Dabei liegt der Unterschied zur damals herrschenden Lehre nicht in der Vermutung, eine allgemeine Senkung der Nominallöhne sei wegen des Widerstands der Gewerkschaften und der Arbeiter nicht durchsetzbar; diese Rigidität der Löhne nach unten war und ist die Grundlage für die neoklassische Erklärung der Arbeitslosigkeit. Der Unterschied liegt vielmehr darin, dass Keynes eine allgemeine Lohnsenkung, selbst wenn sie möglich wäre, für ein ungeeignetes Mittel der Beschäftigungspolitik hält:

„There is no ground for the belief that a flexible wage policy is capable of maintaining a state of continuous full employment … The economic system cannot be made self-adjusting along these lines“ (Keynes, 1936, S. 267).

Kahn, der in den Erläuterungen zu Nr. 9 erwähnte Mitstreiter von Keynes, berichtet, diese lohnpolitische Problematik sei Keynes‘ Hauptanliegen gewesen:

„Keynes was mainly concerned, in the General Theory, with the failure of economists and others to appreciate the reluctance of money wages to fall and to realize that even if they did fall, unemployment would not be diminished, except in industries subject to competition with overseas suppliers“ (Kahn, 1978, S. 554).

### [Zu erledigende Aufgaben]
a – Schreiben Sie aus dem Textauszug über Keynes und die Lohnpolitik den Abschnitt ab, der bei „Kahn, der in“ beginnt und bei „1978, S. 554).“ endet.
b – Nennen Sie alle Zahlen, die im Textauszug über Keynes und die Lohnpolitik in Ziffern geschrieben stehen, in der Reihenfolge ihres Auftretens.
c – Knüpfen Sie an den Textauszug über Keynes und die Lohnpolitik an und setzen Sie ihn nach seinem letzten Satz fort.

### [Inhalt des Datensatzes]
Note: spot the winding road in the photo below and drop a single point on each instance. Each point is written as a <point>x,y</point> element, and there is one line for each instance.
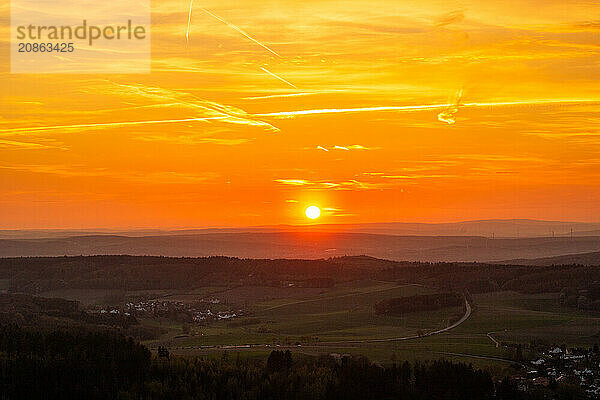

### [Lösungen der Übung]
a –
Kahn, der in den Erläuterungen zu Nr. 9 erwähnte Mitstreiter von Keynes, berichtet, diese lohnpolitische Problematik sei Keynes‘ Hauptanliegen gewesen:

„Keynes was mainly concerned, in the General Theory, with the failure of economists and others to appreciate the reluctance of money wages to fall and to realize that even if they did fall, unemployment would not be diminished, except in industries subject to competition with overseas suppliers“ (Kahn, 1978, S. 554).

b – 1936, 267, 9, 1978, 554

c –
Die Weltwirtschaftskrise (s. dort) hatte dies deutlich gezeigt.

Aus dem Fehlen eines endogenen Stabilisierungsmechanismus, der die starken Schwankungen der Investitionstätigkeit ausgleichen könnte, folgert Keynes (1936, S. 320): „Die Aufgabe, das Volumen der Investitionen zu steuern, kann nicht in privaten Händen gelassen werden.“ Keynes meint allerdings, die Geldpolitik werde nicht immer in der Lage sein, diese Steuerungsaufgabe erfolgreich zu übernehmen. Schon 1933 hatte er in einem „Open letter“ (C.W., Vol. XXI, S. 289-297) geschrieben: In der Depression sei der Versuch, durch bloße Vermehrung der Geldmenge Produktion und Einkommen zu steigern, mit dem Versuch vergleichbar, dadurch dicker zu werden, dass man sich einen längeren Gürtel kauft. Entscheidend sei es vielmehr, dass von dieser Geldmenge auch Gebrauch gemacht und mehr Geld für Güter ausgegeben wird.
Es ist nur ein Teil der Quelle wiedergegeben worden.